======== Records for the exercise ========

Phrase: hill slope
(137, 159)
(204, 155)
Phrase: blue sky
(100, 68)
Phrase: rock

========

- _Directions_
Pick out every line in the rows above that contains the string "Phrase", and copy each one in full.

- _Exercise answer_
Phrase: hill slope
Phrase: blue sky
Phrase: rock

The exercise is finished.